GIVEN INSTRUCTION 1 = In the text on training size and accuracy, what sample size does the example reduce 800 samples to?
GIVEN INSTRUCTION 2 = Carry on the text on training size and accuracy from its last line.

Why Training Size is important ?
Training size plays a huge role in the accuracy . If we have too few data, then our model accuracy may suffer tremendously.
The following graph will be clearly able to show the effect of the training size on the accuracy.
Fig. Showing the effect of training size on the accuracy(1)
How to find if adding more data is good ?
Strategy 1: If your accuracy is poor, then its highly likely that, adding more data will yield better results.
Strategy 2 : Since searching for more data is more trickier, one easy way will be to extrapolate by reducing the data size you have and check the performance drop. If the performance drops significantly then its highly likely that adding more data will significantly increase the accuracy. For example, if you have 800 sample size, then you can reduce your data size by 1/4th to 600 and see how it performs. In the fig below, we observe that the accuracy percentage drop is 2% from 82 to 80 %, which signals that the accuracy is leveling off. Hence addition of more data is hence is very least likely to significantly increase the accuracy.
How to know, if adding more features is good ?

PROVIDED DATA =
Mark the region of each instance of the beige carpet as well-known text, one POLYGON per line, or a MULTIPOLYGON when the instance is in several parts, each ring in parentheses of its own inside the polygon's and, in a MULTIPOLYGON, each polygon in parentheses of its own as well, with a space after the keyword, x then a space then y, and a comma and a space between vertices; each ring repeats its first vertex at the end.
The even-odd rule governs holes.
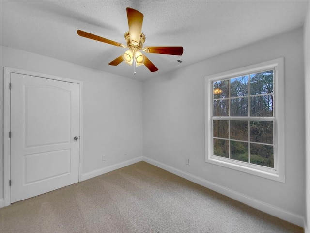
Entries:
POLYGON ((303 232, 144 162, 3 208, 0 227, 1 233, 303 232))

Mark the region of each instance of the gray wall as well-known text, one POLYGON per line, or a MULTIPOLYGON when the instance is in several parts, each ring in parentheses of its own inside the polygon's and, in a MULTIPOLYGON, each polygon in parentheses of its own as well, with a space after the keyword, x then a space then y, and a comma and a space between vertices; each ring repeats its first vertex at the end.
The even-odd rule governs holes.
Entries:
POLYGON ((1 199, 3 198, 3 67, 83 81, 82 173, 87 174, 86 179, 102 173, 105 167, 138 157, 142 159, 140 81, 1 46, 1 199), (106 161, 102 161, 102 155, 106 156, 106 161))
POLYGON ((310 2, 304 24, 305 99, 306 100, 306 214, 305 232, 310 232, 310 2))
POLYGON ((302 225, 306 175, 303 38, 302 29, 296 29, 144 82, 143 156, 296 215, 302 225), (281 57, 285 70, 285 183, 206 163, 204 77, 281 57), (189 165, 186 159, 189 159, 189 165))

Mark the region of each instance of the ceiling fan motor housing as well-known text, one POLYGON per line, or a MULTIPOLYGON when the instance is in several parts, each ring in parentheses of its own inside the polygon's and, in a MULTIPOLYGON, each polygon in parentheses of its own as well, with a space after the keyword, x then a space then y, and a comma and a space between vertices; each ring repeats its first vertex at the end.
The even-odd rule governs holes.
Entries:
POLYGON ((133 50, 138 51, 141 50, 143 46, 143 44, 145 42, 145 36, 142 33, 141 33, 141 34, 140 35, 140 42, 139 45, 130 41, 130 36, 129 31, 125 33, 124 37, 127 42, 127 46, 133 50))

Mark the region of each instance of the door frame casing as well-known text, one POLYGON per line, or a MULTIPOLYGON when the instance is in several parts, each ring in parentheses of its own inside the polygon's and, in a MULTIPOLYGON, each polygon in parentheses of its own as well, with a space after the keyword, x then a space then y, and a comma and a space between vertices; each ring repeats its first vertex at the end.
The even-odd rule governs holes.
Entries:
MULTIPOLYGON (((83 81, 9 67, 4 67, 3 68, 3 191, 4 206, 7 206, 11 204, 11 187, 9 184, 11 179, 11 139, 9 137, 9 134, 11 131, 11 91, 9 85, 11 82, 11 73, 73 83, 79 84, 79 182, 82 180, 83 171, 83 81)), ((13 182, 12 181, 12 182, 13 182)))

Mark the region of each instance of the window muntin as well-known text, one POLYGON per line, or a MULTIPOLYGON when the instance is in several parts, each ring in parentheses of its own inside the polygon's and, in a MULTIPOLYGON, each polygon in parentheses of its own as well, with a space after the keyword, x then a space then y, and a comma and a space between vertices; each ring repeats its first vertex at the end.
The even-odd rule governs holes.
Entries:
POLYGON ((205 81, 206 162, 284 182, 284 59, 205 81))
POLYGON ((259 120, 273 117, 274 73, 212 81, 214 155, 274 168, 274 119, 259 120))

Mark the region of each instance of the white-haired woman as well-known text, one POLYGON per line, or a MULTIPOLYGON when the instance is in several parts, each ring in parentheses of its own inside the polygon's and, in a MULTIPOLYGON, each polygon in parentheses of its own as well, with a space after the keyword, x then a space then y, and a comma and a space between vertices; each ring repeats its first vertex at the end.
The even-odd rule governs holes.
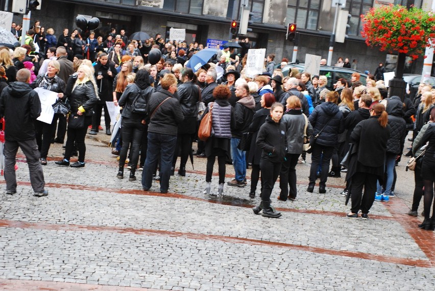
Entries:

EXPECTED OUTPUT 1 = 600

EXPECTED OUTPUT 2 =
If we have problem non-representative / irrelevant feature set, then no matter the addition of the data, it will not significantly yield higher accuracy. For example, to predict weight, if we only have the BMI (Body Mass Index), no matter how much we increase the data size, its very less likely to increase accuracy. Contrasting it with adding the feature “height”, the Feature addition of height will add significant accuracy to the model. One approach to find if the adding more feature is necessary might be with computing correlation of the features. (More guide strategy will be added later.)
PS : Following factors must be taken into account for Data addition Value Check, Strategy 2 i.e if adding more data will higher accuracy.
Greater assurance/ reliability , Check if the reduced data set is representative ?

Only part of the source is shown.